*WHAT IS BEING ASKED*. Rewrite the lines below with every "instance" replaced by "occurrence" and everything else kept the same. Leave out the pictures.

*RECORD LIST*.
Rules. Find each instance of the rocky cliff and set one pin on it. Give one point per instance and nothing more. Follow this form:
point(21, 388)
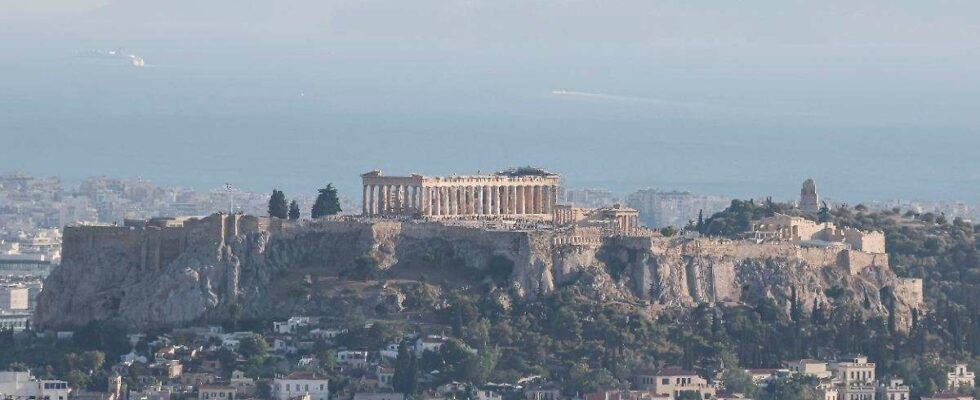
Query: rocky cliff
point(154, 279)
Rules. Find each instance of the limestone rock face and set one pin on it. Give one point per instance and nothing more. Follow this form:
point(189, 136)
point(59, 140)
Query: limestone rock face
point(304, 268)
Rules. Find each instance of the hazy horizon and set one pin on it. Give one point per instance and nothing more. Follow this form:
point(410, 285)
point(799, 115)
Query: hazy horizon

*RESULT OF THIS EXERCISE*.
Rules. Find each occurrence of the rocky cliff and set one pin on it. Give one point per occurrence and nothing more. Follow this form:
point(21, 388)
Query: rocky cliff
point(154, 279)
Rules. Find each occurrence of the limestone rock face and set one pin on it. Give one point per occurrence and nothing more. Follow this form:
point(189, 136)
point(59, 140)
Query: limestone rock face
point(304, 268)
Rules. Find each occurrence of the hazy horizon and set one pin on it. Give one point per occurrence and nothing more. Follow this form:
point(410, 285)
point(799, 115)
Query: hazy horizon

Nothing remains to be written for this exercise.